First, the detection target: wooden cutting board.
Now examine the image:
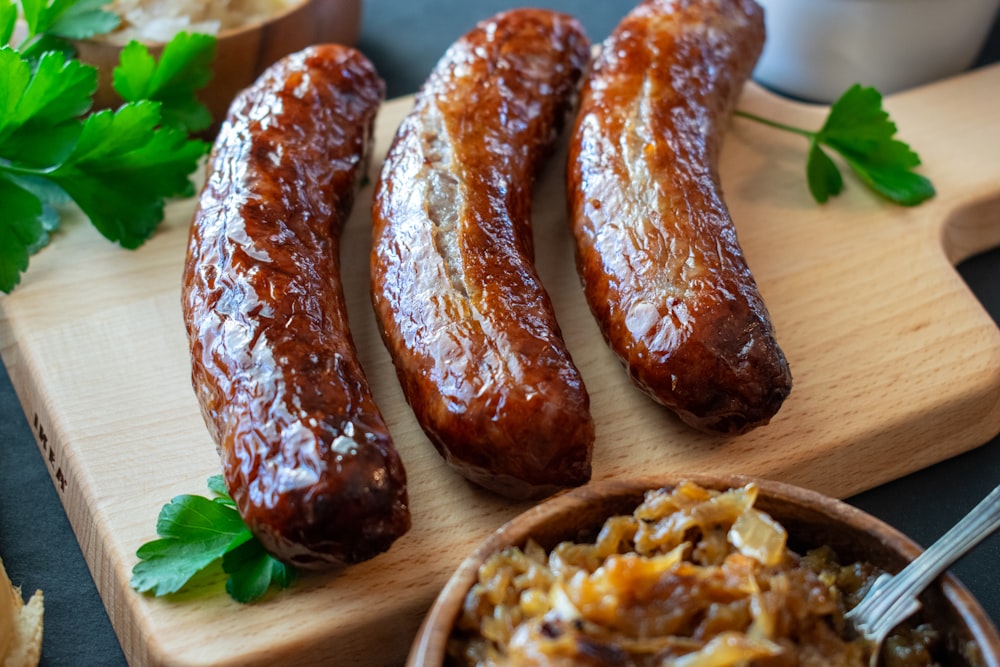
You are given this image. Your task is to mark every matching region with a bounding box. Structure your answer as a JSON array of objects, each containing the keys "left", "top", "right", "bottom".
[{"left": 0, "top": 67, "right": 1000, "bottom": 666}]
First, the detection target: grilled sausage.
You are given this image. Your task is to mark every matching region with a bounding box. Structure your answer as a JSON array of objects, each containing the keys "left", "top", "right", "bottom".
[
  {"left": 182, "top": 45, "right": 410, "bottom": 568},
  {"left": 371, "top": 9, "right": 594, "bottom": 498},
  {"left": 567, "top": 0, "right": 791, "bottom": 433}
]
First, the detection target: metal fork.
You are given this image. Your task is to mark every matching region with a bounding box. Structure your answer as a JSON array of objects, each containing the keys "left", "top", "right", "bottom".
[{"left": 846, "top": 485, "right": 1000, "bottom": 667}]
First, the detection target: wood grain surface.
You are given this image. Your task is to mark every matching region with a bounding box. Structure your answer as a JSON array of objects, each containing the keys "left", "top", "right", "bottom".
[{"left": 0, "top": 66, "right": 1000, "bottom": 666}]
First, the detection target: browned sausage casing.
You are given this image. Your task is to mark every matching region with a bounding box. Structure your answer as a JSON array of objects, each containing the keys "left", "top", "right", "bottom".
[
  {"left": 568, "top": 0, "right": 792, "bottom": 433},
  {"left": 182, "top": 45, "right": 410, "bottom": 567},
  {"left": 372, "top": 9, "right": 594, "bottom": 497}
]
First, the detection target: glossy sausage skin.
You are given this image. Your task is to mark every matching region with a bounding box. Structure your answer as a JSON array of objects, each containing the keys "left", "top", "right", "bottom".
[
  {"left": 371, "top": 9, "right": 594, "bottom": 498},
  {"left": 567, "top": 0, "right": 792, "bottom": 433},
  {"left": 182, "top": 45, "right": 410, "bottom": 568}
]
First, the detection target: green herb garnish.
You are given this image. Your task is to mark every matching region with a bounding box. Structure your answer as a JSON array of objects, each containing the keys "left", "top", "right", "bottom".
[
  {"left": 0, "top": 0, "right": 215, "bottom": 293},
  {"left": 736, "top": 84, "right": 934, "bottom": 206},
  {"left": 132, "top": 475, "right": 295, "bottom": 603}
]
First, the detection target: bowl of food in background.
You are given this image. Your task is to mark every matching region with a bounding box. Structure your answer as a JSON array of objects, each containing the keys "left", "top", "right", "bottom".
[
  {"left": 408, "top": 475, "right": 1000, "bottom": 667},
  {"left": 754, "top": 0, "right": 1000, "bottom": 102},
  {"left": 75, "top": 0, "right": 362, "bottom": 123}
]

--*--

» **Exercise description**
Reproduce every line above word for word, leaving out the picture.

» **Task solution**
First, the detection target: wooden cutting board.
Now examine the image:
You are given this image. Your task is to mark every matching region with a bounding box. Structure your answer as a JSON array of objects, each containing the keys "left", "top", "right", "bottom".
[{"left": 0, "top": 67, "right": 1000, "bottom": 666}]
First, the detection target: grilled sausage.
You are given this image. Your task is to mark every matching region with a bounding box. Structure your answer as a JSON array of objects, each containing the keys "left", "top", "right", "bottom".
[
  {"left": 182, "top": 45, "right": 410, "bottom": 568},
  {"left": 371, "top": 9, "right": 594, "bottom": 498},
  {"left": 567, "top": 0, "right": 791, "bottom": 433}
]
First, the detection target: metal fork.
You are given this image. Your task is to mark every matching region with a bounding box. Structure your answer as a JSON array of objects, each containing the keys "left", "top", "right", "bottom".
[{"left": 846, "top": 485, "right": 1000, "bottom": 667}]
First, the detection target: wood grain surface.
You are given this image. Your task is to mark every matching region with a bounding box. Structure your answer as a JSON array of objects, each containing the keys "left", "top", "right", "bottom".
[{"left": 0, "top": 66, "right": 1000, "bottom": 666}]
First, the detection target: browned sausage casing.
You are given this image. Your task is to mark every matching region with a bounding box. Structure your answer as a JSON array of objects, each containing the keys "left", "top", "right", "bottom".
[
  {"left": 568, "top": 0, "right": 792, "bottom": 433},
  {"left": 182, "top": 45, "right": 410, "bottom": 567},
  {"left": 372, "top": 9, "right": 594, "bottom": 497}
]
First, the detection target: glossy sausage skin.
You are given this image. Your task is to mark every matching region with a bounding box. Structure your answer as a JSON array of objects, each containing the keys "left", "top", "right", "bottom".
[
  {"left": 371, "top": 9, "right": 594, "bottom": 498},
  {"left": 567, "top": 0, "right": 792, "bottom": 433},
  {"left": 182, "top": 45, "right": 410, "bottom": 568}
]
First, the detection target: green herb garnish.
You are given this image. Your task is to mark every matching region with a bounding box. Structure your answer as a JSON array of objects, each containing the keys "left", "top", "right", "bottom".
[
  {"left": 0, "top": 0, "right": 215, "bottom": 293},
  {"left": 736, "top": 84, "right": 934, "bottom": 206},
  {"left": 132, "top": 475, "right": 295, "bottom": 603}
]
First, the detection target: bowl of food in background.
You are given this image. Your task is to mark every matching region with a bounding box. Structure your answer as a JSON array of objects, each containing the keys "left", "top", "right", "bottom".
[
  {"left": 408, "top": 475, "right": 1000, "bottom": 667},
  {"left": 754, "top": 0, "right": 1000, "bottom": 102},
  {"left": 75, "top": 0, "right": 362, "bottom": 123}
]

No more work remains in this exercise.